- _Given task_: Starting at the line that contains "One point goes on every instance of the metal bolt" and ending at the line that contains "Target: white label sticker", write out every one of those lines again, rescaling each answer coordinate by 2.1 and rounding it to a whole number with halves going up, while all other numbers stay unchanged. Give only those lines and leave out the pictures.

- _Records shown_:
- - - -
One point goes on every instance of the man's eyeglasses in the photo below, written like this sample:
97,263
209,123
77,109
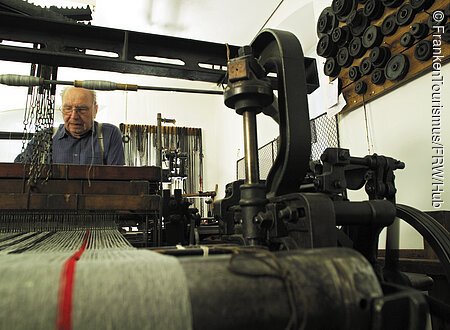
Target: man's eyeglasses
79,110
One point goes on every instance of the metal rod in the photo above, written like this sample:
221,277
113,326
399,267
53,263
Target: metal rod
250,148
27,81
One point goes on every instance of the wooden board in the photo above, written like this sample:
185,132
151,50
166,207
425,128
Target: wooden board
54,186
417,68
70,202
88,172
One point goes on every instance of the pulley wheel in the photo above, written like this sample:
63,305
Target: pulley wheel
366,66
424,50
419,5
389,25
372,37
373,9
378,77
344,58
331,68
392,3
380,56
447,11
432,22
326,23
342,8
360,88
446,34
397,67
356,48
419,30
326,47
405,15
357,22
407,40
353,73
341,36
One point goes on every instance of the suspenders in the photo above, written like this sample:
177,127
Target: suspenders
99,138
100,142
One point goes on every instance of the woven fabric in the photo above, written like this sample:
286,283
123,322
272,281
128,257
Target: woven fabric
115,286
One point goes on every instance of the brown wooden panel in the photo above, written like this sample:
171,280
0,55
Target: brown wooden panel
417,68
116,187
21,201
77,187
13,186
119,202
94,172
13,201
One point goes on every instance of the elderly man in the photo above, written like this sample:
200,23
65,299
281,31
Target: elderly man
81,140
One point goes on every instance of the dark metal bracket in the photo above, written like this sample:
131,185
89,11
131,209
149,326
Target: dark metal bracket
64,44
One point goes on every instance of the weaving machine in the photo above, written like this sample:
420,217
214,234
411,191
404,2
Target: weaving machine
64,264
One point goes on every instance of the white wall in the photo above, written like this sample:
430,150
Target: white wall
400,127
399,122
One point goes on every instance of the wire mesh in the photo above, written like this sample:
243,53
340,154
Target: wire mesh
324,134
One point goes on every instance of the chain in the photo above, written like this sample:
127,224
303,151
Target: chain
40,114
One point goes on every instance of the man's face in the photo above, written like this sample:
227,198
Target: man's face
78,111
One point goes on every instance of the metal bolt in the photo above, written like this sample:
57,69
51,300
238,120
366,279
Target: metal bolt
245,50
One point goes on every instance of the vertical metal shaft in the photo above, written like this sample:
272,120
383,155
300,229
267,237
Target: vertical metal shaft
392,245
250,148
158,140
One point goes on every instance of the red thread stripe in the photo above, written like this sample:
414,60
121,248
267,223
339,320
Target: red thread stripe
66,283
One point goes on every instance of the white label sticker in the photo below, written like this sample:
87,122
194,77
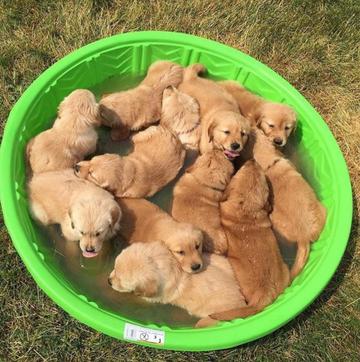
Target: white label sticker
- - - -
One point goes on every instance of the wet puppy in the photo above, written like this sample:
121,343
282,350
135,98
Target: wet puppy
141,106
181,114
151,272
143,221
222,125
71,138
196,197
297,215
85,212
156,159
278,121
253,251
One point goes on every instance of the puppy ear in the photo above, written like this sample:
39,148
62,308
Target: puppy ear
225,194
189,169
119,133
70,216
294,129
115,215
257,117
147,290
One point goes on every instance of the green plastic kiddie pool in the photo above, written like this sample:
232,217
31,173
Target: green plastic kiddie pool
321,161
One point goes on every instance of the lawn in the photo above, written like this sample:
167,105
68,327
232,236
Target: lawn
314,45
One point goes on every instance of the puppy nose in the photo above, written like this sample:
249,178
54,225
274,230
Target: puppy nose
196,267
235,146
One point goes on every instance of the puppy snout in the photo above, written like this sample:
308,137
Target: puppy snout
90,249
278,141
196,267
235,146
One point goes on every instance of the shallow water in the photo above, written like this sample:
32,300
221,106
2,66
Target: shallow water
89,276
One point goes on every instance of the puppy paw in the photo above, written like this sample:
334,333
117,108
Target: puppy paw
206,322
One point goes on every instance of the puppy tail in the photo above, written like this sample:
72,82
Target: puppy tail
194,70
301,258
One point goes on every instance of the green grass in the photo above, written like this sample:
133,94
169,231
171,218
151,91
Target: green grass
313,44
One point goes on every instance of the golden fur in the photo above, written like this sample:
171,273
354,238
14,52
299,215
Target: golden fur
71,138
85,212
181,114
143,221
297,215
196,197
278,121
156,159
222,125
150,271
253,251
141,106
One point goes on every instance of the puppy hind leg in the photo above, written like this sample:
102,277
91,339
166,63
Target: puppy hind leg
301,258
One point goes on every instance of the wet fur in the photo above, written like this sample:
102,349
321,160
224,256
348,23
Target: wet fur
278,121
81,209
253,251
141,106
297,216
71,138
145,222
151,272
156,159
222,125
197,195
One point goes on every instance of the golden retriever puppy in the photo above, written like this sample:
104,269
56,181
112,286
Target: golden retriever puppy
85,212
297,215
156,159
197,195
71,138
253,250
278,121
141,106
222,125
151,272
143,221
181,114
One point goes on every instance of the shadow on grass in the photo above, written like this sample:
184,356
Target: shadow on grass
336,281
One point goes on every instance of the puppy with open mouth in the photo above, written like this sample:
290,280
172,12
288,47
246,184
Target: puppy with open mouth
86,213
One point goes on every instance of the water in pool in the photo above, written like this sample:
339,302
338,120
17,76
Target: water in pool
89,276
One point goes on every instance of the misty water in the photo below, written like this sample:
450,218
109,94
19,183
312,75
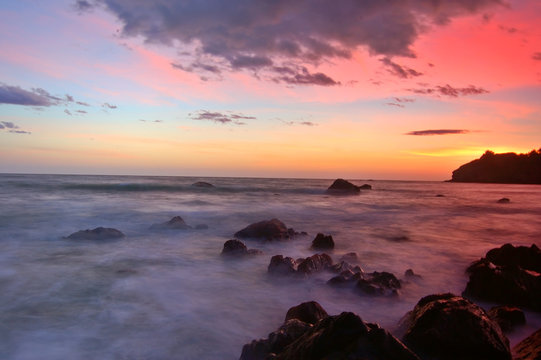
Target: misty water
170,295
- - - -
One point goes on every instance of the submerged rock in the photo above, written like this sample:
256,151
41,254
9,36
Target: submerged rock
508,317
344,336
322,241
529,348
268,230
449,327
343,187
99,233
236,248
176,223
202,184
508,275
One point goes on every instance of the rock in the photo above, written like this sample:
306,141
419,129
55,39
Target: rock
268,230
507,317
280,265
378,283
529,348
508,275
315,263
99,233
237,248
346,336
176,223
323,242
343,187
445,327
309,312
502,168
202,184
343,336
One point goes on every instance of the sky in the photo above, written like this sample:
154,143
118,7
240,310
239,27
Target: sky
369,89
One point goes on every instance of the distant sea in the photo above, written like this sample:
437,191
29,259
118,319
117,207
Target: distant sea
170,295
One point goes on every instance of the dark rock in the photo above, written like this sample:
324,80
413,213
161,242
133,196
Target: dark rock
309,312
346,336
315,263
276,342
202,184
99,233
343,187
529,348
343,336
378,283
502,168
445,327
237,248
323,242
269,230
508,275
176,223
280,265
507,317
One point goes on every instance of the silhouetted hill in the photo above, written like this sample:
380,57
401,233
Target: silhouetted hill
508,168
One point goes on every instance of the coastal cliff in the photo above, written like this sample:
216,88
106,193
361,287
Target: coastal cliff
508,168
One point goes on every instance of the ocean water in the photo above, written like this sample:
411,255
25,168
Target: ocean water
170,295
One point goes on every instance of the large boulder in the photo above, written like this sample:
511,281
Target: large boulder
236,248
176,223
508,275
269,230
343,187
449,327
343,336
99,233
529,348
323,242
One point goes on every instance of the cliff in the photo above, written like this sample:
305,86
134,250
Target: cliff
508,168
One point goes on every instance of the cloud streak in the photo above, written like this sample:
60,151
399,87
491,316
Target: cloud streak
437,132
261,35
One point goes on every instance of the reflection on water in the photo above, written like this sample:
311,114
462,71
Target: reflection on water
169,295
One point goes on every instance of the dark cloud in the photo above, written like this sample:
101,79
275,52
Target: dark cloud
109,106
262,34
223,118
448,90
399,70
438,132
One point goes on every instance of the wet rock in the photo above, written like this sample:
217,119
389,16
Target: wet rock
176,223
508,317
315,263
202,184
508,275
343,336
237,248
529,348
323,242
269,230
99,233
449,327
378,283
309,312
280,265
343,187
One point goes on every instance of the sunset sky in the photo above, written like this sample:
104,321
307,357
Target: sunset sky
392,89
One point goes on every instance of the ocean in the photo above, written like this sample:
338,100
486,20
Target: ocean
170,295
- - - -
- _Answer to the task_:
One point goes on every instance of the metal bolt in the photo above, written like this sample:
57,69
51,300
238,120
366,279
Target: metal bolt
515,105
One point goes on every instance of the vertical metal shaft in the photo above, written like this sample:
272,120
383,155
300,229
267,237
Target: vertical metal shaft
823,515
525,311
332,294
One point goes on every instance of the red thread stripe in the photo above, written like this sample:
414,60
121,248
267,223
339,320
Target: red thread stripe
139,594
One point goes on every instance of the white label sticker in the photo below, written like this sample:
87,122
194,77
Target: white label sticker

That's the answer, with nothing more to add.